:: SHORT PROBLEM ::
Give the listing again in full, exactly as written.

-*-*-

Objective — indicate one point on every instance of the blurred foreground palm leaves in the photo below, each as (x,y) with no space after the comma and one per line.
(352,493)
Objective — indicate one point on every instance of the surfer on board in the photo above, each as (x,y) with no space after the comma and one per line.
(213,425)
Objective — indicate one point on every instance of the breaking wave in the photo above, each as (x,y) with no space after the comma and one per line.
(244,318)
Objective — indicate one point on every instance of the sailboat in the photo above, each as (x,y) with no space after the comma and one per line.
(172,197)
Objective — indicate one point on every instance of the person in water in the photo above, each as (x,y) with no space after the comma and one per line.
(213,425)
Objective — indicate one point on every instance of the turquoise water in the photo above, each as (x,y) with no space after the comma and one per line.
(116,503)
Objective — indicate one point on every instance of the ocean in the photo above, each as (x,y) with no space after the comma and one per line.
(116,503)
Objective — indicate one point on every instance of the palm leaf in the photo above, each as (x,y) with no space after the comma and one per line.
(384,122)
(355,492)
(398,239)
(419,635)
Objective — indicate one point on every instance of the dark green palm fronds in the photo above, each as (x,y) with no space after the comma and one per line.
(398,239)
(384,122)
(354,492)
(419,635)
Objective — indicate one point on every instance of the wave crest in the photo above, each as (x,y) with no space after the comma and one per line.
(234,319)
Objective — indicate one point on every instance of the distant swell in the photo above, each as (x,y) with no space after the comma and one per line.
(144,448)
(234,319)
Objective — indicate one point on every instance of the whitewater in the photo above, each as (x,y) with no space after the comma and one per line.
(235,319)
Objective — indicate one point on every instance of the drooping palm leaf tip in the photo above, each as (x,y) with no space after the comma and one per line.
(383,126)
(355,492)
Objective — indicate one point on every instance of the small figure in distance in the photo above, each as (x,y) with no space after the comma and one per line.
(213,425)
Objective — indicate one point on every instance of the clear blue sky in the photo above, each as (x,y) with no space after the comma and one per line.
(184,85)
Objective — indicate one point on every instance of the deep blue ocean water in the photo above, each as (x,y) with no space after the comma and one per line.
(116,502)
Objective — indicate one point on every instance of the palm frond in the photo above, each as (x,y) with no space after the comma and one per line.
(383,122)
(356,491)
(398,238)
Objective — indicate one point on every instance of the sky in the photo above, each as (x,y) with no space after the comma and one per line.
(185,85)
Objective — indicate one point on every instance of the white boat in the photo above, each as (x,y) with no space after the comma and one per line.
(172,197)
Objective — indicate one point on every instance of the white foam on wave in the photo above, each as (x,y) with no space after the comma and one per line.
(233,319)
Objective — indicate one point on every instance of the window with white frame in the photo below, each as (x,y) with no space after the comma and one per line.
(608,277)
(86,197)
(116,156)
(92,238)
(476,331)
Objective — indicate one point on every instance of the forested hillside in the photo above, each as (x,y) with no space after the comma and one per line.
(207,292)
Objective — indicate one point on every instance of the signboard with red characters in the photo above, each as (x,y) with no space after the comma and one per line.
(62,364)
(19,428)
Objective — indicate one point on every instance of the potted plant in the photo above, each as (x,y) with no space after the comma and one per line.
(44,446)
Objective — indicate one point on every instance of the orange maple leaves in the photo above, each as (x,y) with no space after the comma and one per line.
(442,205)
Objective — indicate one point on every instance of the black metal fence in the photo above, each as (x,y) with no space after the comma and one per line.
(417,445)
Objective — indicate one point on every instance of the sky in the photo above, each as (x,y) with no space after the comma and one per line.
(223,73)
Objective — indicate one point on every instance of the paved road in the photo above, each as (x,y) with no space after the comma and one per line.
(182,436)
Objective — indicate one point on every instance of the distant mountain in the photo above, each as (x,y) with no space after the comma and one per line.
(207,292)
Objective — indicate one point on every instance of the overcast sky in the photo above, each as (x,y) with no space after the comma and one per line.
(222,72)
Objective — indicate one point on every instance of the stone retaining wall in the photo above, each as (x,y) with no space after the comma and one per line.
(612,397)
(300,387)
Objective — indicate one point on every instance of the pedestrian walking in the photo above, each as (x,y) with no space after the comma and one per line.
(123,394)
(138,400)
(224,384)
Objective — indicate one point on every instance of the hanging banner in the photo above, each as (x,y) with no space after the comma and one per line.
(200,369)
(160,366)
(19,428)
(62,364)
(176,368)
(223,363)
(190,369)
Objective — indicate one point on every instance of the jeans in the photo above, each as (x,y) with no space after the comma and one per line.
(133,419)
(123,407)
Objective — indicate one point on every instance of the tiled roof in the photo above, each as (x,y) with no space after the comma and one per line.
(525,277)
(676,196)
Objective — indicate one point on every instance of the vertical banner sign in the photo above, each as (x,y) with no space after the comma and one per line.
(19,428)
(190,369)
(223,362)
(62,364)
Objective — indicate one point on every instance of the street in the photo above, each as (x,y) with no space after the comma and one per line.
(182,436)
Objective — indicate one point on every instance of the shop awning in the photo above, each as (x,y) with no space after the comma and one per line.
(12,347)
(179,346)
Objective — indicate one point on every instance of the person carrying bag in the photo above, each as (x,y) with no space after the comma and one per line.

-*-*-

:: RIGHT ANSWER ::
Objective — indicate one point on every instance of the blurred foreground palm leaves in the photo below, each as (x,y) with no space after the comma and one per line.
(352,493)
Objective — indicate one point on every instance of the surfer on board in the photo above, each as (x,y) with no space after the comma and one per line.
(213,425)
Objective — indicate one point on every instance of the breaking wave in the photo above, each as (x,y) with no space after the comma and one per line.
(244,318)
Objective — indicate one point on every instance of the sailboat in the photo above, each as (x,y) with no space after the comma and one per line.
(172,197)
Objective — indicate one point on every instance of the person in water in the photo above, each as (x,y) with no space after the comma and one per line.
(213,425)
Objective — indicate one point on every instance of the turquoise water in the photo above, each as (x,y) with no space after the comma and one per line.
(116,503)
Objective — indicate one point on every instance of the ocean in the photo above, each as (x,y) with no space after the comma and one per line.
(116,503)
Objective — indicate one point on every instance of the palm leaf in the photo above, each as (x,y) with no space after the comma and one per line.
(384,122)
(355,492)
(398,239)
(419,635)
Objective — indicate one point on every instance of the dark green palm fronds in the photo above, each as (x,y) with no space after the comma and one per line.
(398,239)
(384,122)
(354,492)
(419,635)
Objective — indicate one point on every instance of the wave crest in the photo above, each as (x,y) with no space after the comma and one per line.
(234,319)
Objective — indicate one point on every instance of the distant swell in the photo above, each as (x,y) with no space after the comma and one per line.
(144,448)
(234,319)
Objective — indicate one point on every instance of the whitewater in the photo above, each as (x,y) with no space after the comma and one per line.
(235,319)
Objective — indicate one point on every instance of the drooping palm leaf tip in the photo above, each as (x,y) with no space after the comma and one per line.
(383,126)
(355,492)
Objective — indicate one point on every instance of the small figure in distance in the photo above, each as (x,y) with no space after the comma and one per line.
(213,425)
Objective — indicate one point on every instance of the clear blue sky in the photo above, each as (x,y) with no space after the comma and one per line.
(184,85)
Objective — indicate one point on every instance of the deep blue ocean water in the photo above, each as (x,y) with no space after the comma and one per line.
(116,502)
Objective — indicate one point on every instance of the palm frond in the photo above, each as (x,y) with no space after the comma and one per line.
(383,122)
(356,491)
(398,238)
Objective — indicate one point on every instance of the sky in the photo above, each as (x,y) with no space after the comma and one per line.
(185,85)
Objective — indicate one point on every instance of the white boat in the photo above, each as (x,y) with no space after the comma and one per line.
(172,197)
Objective — indicate one point on every instance of the white foam on wave in the photo above, each as (x,y) with no space after the comma and one per line.
(233,319)
Objective — indicate one point on every instance of the window with white frame in the photo below, each as (x,y) with no space after the comma and one per line.
(608,277)
(86,197)
(116,156)
(92,238)
(476,331)
Objective — indicate one point on every instance of the forested hillside in the photo above, each as (x,y) with no space after the comma and one per line.
(207,292)
Objective — indicate one point on every instance of the signboard with red characters in the photo above, each as (x,y) with no space after the comma and one per line.
(62,364)
(19,428)
Objective — indicate one point on every instance of the potted plant in the photo above, each as (x,y) with no space after the comma and one per line.
(44,446)
Objective — indicate one point on every instance of the orange maple leaves in the photo above, each as (x,y) with no space after the comma and one per line.
(442,205)
Objective — indicate one point on every instance of the black metal fence in the photo above, each as (x,y) with no space after the comma and one per line.
(417,445)
Objective — indicate one point on every instance of the sky in the photo above, each as (x,y) with no space after the comma and one per line.
(223,73)
Objective — indicate one point on every instance of the paved road in the photo above, each as (x,y) with no space after the comma and one per line.
(182,436)
Objective — indicate one point on every instance of the distant mountain in the photo above, each as (x,y) with no space after the comma and one per line.
(207,292)
Objective — indicate one point on every instance of the overcast sky in the photo above, each as (x,y) with no space after the comma and one per line.
(222,72)
Objective — indicate one point on every instance of the stone retaining wall in the photo above, each as (x,y) with no space after the comma and one per line.
(612,397)
(300,387)
Objective — indicate one point on every instance of the pedestrian walking in the photo above, each as (x,y) with no space after the comma and one per line.
(123,394)
(138,400)
(224,384)
Objective — indicate one point on every instance of the hanging banner in the photo above, each as (x,y) with no space after the comma and one per line.
(200,369)
(160,366)
(19,428)
(62,364)
(176,368)
(223,363)
(190,369)
Objective — indicate one point on every instance of the jeans in the photo above, each as (x,y) with no space after the comma and one per line.
(133,419)
(123,407)
Objective — indicate one point on every instance of the tiled roof in the photo above, each as (x,y) with no space after the comma and one per line.
(525,277)
(676,196)
Objective — indicate one point on every instance of the vertical banner sign in the photo above, each as (x,y) with no space after the comma and one per line.
(19,428)
(190,369)
(223,362)
(62,364)
Objective — indicate one point on every instance of the street in the photo above, each as (x,y) with no space after the comma and one per line.
(182,436)
Objective — indicate one point on every instance of the shop awning in the photo above, each as (x,y) with no space after the comma and one per line.
(12,347)
(179,346)
Objective — indicate one point on every instance of the person carrying bag in the photo above, each as (x,y) with no space after the comma and one per line.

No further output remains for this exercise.